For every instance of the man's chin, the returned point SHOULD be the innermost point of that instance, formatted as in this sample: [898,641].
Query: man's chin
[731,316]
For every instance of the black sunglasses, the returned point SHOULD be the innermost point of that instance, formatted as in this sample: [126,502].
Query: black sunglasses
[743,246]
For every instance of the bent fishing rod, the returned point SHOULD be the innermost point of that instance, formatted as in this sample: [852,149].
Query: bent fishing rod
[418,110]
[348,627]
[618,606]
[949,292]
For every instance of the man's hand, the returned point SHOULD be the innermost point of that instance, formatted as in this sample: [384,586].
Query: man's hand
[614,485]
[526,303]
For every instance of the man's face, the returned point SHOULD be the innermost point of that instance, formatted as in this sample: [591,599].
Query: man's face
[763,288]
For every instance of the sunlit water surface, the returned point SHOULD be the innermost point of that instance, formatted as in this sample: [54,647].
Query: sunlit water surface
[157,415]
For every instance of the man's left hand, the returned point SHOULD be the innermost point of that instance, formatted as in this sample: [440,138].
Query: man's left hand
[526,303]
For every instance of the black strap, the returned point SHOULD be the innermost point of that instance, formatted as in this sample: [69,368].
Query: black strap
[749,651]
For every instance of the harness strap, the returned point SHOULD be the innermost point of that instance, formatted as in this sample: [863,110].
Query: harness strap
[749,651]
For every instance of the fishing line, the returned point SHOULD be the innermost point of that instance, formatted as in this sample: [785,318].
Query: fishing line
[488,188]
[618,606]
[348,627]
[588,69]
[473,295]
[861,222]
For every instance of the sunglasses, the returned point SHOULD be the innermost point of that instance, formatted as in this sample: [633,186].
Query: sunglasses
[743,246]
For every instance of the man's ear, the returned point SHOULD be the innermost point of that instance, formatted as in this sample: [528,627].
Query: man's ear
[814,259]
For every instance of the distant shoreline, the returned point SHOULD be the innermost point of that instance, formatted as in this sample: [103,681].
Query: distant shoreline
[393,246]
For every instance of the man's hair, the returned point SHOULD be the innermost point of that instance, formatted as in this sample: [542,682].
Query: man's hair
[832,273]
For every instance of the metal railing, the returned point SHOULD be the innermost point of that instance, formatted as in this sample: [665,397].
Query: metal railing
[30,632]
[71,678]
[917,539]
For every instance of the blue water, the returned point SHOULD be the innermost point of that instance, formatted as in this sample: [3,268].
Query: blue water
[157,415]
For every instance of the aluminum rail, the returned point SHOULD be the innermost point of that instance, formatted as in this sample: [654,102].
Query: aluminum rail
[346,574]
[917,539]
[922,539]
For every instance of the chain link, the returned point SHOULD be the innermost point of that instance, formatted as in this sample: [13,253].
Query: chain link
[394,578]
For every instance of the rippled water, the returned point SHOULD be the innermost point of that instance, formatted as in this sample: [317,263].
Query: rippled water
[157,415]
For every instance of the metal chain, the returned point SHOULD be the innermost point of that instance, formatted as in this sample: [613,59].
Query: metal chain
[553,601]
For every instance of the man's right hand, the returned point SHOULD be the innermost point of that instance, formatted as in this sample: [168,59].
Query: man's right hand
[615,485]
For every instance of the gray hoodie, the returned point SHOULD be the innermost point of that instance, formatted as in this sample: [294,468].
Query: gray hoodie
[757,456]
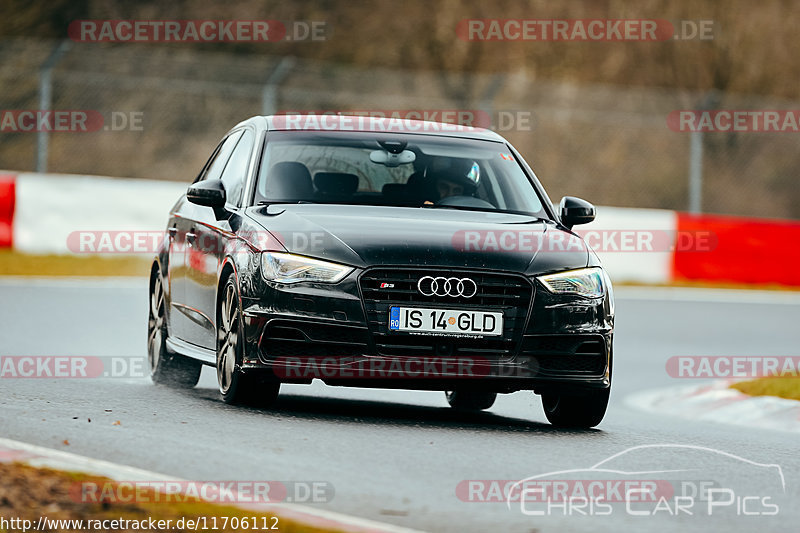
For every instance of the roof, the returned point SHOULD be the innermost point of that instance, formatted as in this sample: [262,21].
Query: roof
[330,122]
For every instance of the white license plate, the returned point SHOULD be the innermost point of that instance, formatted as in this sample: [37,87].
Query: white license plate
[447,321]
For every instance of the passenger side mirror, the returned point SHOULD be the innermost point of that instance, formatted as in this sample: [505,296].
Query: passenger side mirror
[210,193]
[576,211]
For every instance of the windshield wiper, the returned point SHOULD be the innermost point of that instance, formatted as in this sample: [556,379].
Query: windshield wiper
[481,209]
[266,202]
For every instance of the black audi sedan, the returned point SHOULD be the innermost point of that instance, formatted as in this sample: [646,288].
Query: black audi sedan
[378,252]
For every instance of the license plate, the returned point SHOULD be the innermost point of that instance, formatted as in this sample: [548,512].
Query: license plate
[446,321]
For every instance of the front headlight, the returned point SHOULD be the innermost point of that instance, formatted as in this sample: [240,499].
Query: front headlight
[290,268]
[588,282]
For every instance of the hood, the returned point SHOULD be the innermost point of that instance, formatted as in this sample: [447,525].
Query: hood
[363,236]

* * *

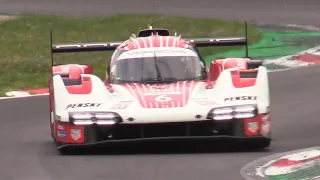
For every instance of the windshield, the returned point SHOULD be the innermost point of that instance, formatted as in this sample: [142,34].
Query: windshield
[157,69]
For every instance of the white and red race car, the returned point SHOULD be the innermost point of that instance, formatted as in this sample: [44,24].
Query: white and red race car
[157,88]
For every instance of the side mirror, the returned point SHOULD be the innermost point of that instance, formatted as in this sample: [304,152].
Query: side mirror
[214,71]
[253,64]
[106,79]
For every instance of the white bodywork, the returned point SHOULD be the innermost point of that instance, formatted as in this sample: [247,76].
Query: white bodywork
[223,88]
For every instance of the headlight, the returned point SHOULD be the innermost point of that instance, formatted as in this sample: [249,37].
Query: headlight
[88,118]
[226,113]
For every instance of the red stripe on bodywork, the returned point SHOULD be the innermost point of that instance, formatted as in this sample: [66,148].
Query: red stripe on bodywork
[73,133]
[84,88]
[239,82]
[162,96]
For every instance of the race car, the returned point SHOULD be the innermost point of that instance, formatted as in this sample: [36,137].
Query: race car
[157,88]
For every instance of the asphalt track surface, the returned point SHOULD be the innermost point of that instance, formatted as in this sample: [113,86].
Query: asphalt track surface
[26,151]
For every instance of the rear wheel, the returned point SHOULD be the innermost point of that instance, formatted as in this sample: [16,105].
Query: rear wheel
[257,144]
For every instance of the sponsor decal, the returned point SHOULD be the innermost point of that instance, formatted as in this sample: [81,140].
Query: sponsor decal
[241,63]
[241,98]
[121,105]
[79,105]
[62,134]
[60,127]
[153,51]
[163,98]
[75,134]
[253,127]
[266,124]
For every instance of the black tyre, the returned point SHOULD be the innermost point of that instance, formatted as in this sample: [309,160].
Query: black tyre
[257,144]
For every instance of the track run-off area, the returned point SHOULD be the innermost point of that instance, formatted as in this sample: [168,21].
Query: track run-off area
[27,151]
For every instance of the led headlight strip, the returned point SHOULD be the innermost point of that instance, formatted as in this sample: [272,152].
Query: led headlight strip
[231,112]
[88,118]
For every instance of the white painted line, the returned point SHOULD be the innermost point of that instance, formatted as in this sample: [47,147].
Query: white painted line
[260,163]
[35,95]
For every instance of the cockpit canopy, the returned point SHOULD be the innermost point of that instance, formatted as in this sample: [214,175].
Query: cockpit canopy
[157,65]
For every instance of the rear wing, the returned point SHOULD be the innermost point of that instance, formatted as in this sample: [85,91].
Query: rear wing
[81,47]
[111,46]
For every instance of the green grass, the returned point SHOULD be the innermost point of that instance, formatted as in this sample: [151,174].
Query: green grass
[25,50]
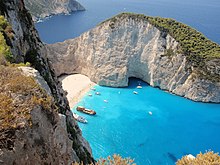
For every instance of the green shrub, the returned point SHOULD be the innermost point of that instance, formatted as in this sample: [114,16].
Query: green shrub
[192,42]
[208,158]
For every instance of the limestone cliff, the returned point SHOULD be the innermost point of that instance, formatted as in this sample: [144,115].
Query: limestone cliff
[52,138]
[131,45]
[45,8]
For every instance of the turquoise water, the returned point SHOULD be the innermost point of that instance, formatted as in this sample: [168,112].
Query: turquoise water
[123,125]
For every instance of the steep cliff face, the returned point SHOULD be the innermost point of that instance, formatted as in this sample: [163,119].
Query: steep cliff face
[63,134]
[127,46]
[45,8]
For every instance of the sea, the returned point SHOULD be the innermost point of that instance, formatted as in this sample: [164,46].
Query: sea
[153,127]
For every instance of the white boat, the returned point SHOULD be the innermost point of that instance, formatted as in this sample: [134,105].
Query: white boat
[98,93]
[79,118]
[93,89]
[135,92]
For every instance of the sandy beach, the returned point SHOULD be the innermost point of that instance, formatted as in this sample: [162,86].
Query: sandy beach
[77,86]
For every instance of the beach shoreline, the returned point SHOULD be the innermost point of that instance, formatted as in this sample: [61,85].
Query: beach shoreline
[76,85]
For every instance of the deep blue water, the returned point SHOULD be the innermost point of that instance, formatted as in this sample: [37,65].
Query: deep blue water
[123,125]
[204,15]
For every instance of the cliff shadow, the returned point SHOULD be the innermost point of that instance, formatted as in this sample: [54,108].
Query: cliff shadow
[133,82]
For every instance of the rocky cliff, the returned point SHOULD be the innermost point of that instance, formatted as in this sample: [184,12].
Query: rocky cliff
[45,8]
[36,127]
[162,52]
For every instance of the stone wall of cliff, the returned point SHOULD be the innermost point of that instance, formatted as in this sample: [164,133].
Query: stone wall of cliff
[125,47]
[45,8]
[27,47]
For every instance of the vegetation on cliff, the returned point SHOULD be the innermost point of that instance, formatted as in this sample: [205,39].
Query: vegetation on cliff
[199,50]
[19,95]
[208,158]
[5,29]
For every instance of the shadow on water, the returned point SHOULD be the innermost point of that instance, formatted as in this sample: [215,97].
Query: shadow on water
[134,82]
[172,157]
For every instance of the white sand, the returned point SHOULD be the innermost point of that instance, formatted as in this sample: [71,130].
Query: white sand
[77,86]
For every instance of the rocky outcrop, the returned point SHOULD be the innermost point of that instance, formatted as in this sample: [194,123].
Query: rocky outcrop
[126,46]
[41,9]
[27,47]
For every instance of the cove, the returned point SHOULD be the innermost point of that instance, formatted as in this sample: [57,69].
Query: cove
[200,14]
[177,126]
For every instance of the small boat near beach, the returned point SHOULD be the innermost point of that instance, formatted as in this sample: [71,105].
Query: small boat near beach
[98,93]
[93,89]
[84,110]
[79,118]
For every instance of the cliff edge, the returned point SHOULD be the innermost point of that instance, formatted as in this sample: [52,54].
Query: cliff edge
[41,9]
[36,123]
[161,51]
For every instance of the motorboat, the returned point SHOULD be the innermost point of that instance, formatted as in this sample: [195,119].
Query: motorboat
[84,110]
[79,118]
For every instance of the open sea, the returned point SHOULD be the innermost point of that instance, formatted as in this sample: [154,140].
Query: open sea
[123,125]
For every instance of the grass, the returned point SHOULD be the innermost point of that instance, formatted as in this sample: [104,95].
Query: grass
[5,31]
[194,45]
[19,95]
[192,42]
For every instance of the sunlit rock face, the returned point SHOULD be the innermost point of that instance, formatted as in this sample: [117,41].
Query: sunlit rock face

REQUIREMENT: Count the lines in the rows above that contain the string "open". Reply with the number alone.

TASK RESULT: 2